As Jamie, an American drug tourist desperately seeking a hallucinogenic cactus, Michael Cera pours kerosene on his wet blanket slacker persona. Whether complaining about the quality of free coke dispensed at a party, making cruel sport of Crystal Fairy's (Gaby Hoffmann) free-form dance moves, or stealing a limb from a kind old lady's prized plant, he's a passive-aggressive dork supremo.
Sebastiàn Silva's Crystal Fairy is the story of Jamie and his Chilean buddies' trip to the beach to get high on carefully cooked cactus juice, a trip ruined – in Jamie's eyes, anyway – by the fact that Crystal Fairy, the third-gen hippie dancer at the party who's as obnoxious as he is, takes him up on his stoned offer to join the boys on the tripping trip. The two gringos compete mercilessly in the Ugly American sweepstakes, and the movie depicts a reckoning of sorts that takes place under the influence and beneath the stars.
Until it hits the beach, Crystal Fairy is a shambling character study, as loose-limbed and lost in itself as Crystal Fairy's party dance. Silva's camera is constantly mobile and tight on people's backs and profiles, as though simply trying to keep up with an unfolding happening that isn't quite sure what's supposed to happen. But this gives us ample opportunity to observe Jamie in full-blown obnoxious flight, manipulating his supremely tolerant fellow travellers – the fraternal trio of Champa (Juan Andrés Silva), Lel (José Miguel Silva) and Pilo (Augustin Silva), the director's real-life brothers – while growing increasingly frantic over the procuring of the magical plant, and demonstrating rising levels of petulance after Crystal Fairy, a bluntly daffy New Stone Ager, proves competitive in the look-at-me department.
When it gets where it's going, a remote beach with strong enough sunshine to bleach the entire movie into a kind of UV-saturated haze, Silva's movie slows down into a trancy reverie, depicting not only the ritualistic cooking of the San Pedro plant's essential fluids, but the ways in which the slow influence of the hallucinogen bring everybody's own essences to the fore: Jamie proves fidgety, paranoid, terrified of losing control and convinced he's losing his mind, Champa a gentle apostle of the easy-does-it, Pilo a cautious non-participant, and Crystal Fairy a naked solo wanderer through the desert. (Happening upon a pile of pearl-white seashells, the now-naked neo-hippie arranges them to spell her name.) As much as the latter preaches the taking of the magic cactus as a kind of communal bonding ritual, it only becomes so after everybody has been split up and scattered like sand crabs on the surf. Terrified possibly for the first time in his life that he's actually hurt someone's feelings, Jamie embarks on a stoned search for the missing girl whose stark nakedness previously prompted him to mock her as "Crystal Hairy."

WORK TO COMPLETE:
In the review of Crystal Fairy, copy the passage that begins with "Until it hits" and ends after "the look-at-me department.", replacing "shambling" with "rambling".

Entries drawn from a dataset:

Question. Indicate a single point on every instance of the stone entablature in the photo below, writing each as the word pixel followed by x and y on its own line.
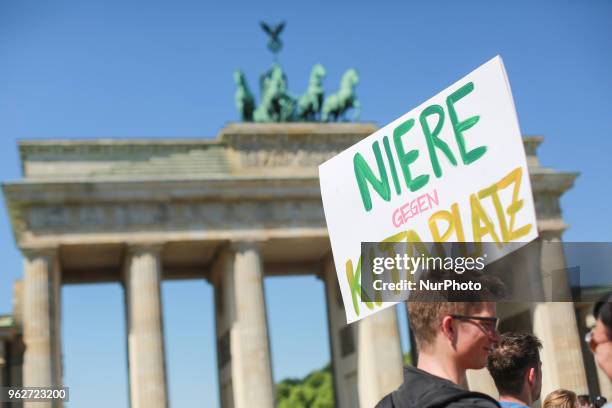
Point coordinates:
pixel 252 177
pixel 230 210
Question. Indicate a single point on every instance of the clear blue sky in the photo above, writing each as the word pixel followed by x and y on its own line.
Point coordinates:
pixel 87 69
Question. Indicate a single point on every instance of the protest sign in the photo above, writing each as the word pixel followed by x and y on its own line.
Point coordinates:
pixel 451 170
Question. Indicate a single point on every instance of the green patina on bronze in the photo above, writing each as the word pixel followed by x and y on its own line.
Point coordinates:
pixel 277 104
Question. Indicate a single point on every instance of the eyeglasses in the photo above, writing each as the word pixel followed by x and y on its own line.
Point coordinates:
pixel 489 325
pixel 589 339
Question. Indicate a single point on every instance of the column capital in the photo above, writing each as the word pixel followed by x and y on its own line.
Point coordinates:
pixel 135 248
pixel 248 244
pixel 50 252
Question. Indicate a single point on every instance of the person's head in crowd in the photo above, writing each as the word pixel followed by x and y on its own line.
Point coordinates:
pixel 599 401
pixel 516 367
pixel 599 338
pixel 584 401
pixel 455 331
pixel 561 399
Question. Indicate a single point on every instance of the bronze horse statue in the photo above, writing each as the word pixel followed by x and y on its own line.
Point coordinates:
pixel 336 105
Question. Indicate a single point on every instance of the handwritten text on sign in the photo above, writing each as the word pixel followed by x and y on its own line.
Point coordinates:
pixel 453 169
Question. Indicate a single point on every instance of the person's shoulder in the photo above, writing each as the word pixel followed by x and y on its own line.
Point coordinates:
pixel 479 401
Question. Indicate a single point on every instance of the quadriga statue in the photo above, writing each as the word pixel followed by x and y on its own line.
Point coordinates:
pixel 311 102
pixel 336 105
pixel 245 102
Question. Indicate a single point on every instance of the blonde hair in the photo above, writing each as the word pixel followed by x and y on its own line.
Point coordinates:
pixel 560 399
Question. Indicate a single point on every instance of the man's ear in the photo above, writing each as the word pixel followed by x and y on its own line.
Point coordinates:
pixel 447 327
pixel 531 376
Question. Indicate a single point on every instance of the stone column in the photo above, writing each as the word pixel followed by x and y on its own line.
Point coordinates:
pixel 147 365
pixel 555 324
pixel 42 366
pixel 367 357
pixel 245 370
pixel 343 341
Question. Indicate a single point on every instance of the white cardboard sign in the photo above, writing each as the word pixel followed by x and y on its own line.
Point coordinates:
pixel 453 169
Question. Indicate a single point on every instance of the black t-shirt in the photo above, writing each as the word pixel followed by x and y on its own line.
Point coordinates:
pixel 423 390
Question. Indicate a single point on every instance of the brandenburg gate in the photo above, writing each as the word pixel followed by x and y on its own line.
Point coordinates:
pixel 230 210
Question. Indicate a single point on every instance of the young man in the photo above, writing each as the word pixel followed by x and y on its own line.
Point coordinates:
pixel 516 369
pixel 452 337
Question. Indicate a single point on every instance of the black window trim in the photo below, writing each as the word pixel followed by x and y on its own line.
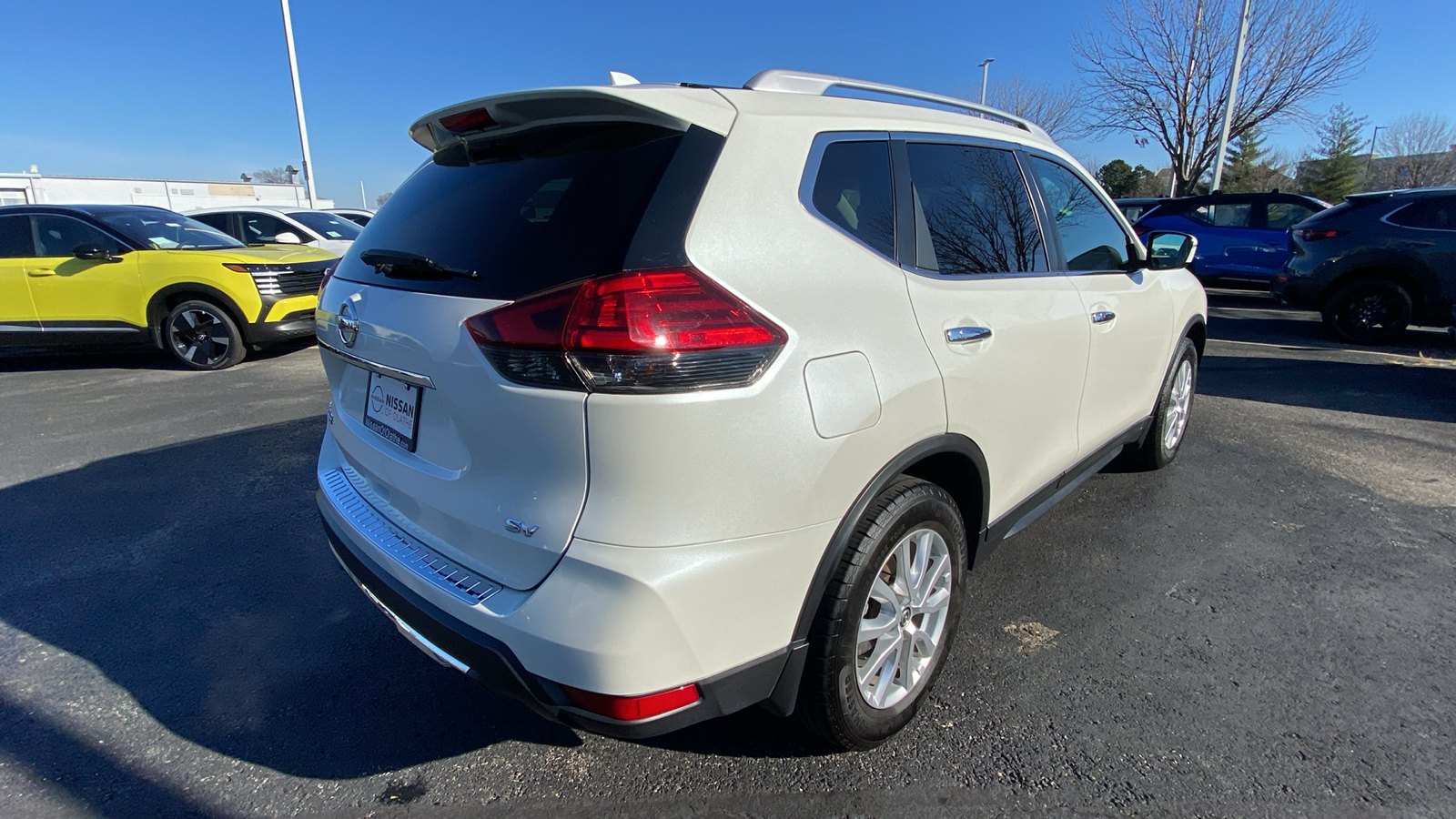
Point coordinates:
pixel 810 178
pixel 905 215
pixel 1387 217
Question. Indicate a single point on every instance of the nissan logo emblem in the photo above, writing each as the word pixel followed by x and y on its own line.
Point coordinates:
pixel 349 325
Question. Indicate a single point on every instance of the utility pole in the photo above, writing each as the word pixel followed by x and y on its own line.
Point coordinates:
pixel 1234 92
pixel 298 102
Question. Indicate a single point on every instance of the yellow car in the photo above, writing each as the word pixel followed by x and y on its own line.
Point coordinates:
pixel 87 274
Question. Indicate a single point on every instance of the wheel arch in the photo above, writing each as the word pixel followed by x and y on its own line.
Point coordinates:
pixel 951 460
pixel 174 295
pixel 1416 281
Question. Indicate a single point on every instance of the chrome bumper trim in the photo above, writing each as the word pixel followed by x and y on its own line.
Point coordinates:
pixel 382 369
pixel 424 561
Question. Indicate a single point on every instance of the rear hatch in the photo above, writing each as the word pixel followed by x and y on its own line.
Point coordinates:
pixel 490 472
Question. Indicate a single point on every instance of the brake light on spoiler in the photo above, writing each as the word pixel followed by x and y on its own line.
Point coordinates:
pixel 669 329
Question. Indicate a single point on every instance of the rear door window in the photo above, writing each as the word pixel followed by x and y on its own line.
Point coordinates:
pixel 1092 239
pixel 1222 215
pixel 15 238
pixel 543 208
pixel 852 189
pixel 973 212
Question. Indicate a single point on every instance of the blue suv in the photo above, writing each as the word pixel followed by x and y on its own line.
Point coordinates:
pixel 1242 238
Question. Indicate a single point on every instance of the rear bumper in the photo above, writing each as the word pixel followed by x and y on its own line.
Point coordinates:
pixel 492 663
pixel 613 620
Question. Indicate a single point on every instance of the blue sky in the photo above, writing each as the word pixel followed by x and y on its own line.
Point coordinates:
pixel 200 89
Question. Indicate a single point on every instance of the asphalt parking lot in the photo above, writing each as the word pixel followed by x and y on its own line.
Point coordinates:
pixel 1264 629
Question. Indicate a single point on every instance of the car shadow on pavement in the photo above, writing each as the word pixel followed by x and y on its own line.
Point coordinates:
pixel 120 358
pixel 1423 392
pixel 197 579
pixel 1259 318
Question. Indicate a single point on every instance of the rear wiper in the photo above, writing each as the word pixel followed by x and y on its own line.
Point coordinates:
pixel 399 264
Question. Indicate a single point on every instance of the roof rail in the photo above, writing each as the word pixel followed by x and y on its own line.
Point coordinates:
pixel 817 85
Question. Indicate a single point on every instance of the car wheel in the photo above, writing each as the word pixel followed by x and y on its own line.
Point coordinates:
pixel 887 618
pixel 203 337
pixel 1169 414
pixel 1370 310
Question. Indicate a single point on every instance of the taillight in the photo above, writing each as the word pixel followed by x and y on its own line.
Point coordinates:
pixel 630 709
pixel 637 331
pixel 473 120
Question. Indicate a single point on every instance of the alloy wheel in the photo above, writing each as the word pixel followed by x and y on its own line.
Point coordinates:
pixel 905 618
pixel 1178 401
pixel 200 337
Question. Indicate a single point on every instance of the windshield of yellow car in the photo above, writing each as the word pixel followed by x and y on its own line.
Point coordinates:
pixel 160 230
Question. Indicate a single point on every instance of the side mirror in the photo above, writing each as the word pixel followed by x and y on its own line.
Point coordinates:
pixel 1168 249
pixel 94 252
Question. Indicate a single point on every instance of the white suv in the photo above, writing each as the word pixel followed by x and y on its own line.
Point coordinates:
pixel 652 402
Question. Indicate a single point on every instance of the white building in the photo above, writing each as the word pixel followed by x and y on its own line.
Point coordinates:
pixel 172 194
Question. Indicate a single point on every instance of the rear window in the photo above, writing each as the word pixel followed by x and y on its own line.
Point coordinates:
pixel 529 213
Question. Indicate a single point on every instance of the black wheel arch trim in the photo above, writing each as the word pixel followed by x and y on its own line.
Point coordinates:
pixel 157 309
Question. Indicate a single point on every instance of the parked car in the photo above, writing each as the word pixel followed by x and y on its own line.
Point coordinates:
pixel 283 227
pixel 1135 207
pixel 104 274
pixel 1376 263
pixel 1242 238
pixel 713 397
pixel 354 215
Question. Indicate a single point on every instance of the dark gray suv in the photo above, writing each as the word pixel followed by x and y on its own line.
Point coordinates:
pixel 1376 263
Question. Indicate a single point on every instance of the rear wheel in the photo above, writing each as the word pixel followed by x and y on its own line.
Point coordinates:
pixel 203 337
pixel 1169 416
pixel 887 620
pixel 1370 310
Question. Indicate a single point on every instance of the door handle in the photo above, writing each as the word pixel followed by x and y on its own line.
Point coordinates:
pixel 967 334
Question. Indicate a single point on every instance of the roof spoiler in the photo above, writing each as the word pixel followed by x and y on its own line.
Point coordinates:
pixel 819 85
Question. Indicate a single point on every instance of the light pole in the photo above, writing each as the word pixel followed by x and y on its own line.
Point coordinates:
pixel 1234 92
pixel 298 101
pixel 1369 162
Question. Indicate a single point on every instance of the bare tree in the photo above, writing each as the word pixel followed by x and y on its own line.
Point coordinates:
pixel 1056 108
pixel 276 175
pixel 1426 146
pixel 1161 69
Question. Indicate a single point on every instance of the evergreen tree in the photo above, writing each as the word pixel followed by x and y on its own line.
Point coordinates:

FINISHED TASK:
Until it hits the beach, Crystal Fairy is a rambling character study, as loose-limbed and lost in itself as Crystal Fairy's party dance. Silva's camera is constantly mobile and tight on people's backs and profiles, as though simply trying to keep up with an unfolding happening that isn't quite sure what's supposed to happen. But this gives us ample opportunity to observe Jamie in full-blown obnoxious flight, manipulating his supremely tolerant fellow travellers – the fraternal trio of Champa (Juan Andrés Silva), Lel (José Miguel Silva) and Pilo (Augustin Silva), the director's real-life brothers – while growing increasingly frantic over the procuring of the magical plant, and demonstrating rising levels of petulance after Crystal Fairy, a bluntly daffy New Stone Ager, proves competitive in the look-at-me department.